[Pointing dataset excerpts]
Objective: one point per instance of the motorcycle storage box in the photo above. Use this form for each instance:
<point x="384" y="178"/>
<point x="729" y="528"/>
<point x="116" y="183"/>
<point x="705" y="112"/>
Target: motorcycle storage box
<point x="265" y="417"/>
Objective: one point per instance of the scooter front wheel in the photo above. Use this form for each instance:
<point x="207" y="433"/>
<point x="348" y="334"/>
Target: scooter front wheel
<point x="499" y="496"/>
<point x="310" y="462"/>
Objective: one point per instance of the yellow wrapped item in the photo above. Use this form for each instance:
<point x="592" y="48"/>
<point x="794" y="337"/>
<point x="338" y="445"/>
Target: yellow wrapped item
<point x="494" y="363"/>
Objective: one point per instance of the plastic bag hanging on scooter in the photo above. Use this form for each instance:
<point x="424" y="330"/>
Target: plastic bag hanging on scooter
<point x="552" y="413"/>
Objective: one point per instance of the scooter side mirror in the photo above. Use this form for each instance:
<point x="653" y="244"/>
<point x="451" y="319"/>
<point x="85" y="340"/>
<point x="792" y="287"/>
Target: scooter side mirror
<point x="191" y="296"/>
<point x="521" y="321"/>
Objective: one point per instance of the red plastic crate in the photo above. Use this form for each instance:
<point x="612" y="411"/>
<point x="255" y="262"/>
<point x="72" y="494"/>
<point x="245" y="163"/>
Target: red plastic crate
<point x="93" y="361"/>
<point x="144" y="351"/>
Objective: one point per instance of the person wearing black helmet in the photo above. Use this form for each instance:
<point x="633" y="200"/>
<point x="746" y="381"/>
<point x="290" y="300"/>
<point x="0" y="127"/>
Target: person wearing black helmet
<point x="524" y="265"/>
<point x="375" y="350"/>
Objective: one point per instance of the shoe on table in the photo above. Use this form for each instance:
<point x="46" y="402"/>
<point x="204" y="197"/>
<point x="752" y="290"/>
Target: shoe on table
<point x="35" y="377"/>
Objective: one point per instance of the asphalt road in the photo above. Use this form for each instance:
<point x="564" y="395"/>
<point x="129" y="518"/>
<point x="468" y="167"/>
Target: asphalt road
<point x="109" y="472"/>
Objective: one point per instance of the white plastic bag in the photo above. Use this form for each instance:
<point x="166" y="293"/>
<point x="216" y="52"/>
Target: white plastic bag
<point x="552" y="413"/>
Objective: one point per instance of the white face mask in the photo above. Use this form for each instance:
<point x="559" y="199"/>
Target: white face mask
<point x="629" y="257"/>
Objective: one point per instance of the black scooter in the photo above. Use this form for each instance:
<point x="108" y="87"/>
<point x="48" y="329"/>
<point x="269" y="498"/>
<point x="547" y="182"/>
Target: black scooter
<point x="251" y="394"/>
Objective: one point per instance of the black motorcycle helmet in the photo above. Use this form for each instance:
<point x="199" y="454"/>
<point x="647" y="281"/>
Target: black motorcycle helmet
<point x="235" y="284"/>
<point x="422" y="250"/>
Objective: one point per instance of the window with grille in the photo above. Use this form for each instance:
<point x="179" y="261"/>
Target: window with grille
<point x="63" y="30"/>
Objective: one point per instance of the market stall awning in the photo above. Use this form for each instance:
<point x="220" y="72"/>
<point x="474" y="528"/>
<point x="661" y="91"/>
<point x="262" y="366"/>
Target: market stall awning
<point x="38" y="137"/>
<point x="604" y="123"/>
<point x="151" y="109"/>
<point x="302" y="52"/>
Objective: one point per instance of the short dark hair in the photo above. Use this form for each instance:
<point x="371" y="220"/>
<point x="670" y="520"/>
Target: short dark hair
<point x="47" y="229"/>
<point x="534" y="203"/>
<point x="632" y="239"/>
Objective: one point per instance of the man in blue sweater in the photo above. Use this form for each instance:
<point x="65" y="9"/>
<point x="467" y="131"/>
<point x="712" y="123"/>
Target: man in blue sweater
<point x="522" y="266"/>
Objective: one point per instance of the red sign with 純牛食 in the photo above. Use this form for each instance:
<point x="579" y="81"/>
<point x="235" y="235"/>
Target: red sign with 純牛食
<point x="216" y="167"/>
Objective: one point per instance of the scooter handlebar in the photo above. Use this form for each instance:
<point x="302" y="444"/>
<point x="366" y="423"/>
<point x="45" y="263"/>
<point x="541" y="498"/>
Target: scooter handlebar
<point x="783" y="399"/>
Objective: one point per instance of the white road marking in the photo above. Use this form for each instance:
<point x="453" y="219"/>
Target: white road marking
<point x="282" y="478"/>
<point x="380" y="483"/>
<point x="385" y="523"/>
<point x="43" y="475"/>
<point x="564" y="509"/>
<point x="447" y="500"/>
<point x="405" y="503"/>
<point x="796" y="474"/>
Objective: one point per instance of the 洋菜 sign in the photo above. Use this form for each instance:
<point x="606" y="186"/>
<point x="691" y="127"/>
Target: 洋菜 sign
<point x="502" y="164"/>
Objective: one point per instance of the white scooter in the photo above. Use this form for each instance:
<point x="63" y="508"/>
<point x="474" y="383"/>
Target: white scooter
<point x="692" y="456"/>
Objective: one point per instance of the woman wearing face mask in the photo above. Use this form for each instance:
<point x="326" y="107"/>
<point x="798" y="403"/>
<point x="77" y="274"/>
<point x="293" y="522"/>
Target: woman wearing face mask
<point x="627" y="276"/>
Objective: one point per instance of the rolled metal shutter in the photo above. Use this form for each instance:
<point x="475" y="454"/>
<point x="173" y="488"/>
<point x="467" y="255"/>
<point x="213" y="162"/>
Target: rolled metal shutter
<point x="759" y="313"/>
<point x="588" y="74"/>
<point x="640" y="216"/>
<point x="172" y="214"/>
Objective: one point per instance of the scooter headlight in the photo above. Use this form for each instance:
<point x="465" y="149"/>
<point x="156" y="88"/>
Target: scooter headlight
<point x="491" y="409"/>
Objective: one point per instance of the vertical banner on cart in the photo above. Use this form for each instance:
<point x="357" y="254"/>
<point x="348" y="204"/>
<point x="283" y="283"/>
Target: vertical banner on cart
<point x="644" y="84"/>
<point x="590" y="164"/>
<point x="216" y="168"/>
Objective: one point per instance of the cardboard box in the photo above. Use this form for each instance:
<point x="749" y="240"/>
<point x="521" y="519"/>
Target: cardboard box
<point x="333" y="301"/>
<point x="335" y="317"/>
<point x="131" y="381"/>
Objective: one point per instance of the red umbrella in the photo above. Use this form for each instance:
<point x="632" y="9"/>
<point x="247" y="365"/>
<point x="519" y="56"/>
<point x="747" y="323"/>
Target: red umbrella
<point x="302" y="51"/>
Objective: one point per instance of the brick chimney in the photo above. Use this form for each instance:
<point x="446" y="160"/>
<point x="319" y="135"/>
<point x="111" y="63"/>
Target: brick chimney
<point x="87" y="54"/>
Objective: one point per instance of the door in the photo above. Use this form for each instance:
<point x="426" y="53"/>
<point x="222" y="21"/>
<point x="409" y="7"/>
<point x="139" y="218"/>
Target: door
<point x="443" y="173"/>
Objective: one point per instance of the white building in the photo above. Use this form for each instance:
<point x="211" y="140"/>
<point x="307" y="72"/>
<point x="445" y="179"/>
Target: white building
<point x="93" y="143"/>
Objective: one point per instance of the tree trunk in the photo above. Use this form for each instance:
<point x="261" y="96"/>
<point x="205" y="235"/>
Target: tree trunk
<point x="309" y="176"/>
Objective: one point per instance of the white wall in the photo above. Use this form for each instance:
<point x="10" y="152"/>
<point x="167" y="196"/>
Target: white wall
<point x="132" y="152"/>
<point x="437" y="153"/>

---

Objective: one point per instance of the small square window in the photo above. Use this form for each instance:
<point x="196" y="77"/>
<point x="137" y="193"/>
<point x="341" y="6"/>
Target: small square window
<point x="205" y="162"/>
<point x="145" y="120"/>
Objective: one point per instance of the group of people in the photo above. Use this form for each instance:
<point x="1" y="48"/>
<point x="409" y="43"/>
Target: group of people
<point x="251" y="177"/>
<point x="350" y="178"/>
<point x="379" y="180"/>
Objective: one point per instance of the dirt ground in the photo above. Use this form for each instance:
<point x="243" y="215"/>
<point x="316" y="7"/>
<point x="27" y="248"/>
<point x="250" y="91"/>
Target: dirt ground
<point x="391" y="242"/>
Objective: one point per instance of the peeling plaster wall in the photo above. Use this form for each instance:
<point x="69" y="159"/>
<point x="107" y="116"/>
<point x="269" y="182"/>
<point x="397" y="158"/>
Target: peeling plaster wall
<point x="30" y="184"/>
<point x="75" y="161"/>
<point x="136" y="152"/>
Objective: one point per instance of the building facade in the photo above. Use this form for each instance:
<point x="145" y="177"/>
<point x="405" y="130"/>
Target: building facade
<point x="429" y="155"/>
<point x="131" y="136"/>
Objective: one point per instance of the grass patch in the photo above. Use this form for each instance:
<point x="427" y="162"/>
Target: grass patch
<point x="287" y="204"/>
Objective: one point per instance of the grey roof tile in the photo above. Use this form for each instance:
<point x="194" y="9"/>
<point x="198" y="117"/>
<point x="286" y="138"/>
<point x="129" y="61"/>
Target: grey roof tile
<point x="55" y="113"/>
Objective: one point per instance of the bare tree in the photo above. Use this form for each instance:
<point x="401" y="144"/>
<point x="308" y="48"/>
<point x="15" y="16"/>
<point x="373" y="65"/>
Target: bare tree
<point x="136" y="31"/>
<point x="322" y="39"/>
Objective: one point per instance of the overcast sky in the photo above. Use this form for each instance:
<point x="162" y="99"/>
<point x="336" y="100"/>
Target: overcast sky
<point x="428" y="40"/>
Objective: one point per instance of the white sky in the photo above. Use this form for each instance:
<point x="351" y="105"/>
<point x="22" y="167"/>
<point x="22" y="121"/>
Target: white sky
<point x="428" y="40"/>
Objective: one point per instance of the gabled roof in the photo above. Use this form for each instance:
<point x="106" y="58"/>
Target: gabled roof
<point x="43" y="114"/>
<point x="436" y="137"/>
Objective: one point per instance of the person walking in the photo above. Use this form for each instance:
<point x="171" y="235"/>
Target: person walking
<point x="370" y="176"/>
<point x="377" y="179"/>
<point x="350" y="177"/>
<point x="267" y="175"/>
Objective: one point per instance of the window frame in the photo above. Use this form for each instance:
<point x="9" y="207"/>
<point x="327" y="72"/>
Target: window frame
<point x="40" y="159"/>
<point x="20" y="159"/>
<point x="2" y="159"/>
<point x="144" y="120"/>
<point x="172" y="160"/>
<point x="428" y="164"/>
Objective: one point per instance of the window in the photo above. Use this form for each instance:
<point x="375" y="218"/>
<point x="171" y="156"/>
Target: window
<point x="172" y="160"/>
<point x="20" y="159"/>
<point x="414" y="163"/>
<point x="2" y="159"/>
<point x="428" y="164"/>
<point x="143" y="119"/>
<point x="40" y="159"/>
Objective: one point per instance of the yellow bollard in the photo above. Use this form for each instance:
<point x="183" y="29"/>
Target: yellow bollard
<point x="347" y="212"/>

> _Work to complete_
In the listing, rewrite the lines between the one holding "Objective: one point per instance of the rolled" and the one holding "Target: rolled metal shutter", inclusive, with "rolled metal shutter" changed to "roll-up metal door" and everything else left as it is.

> _Result of this exercise_
Objective: one point per instance of the roll-up metal door in the photo above. Use this form for each instance:
<point x="475" y="454"/>
<point x="173" y="488"/>
<point x="467" y="255"/>
<point x="213" y="162"/>
Target: roll-up metal door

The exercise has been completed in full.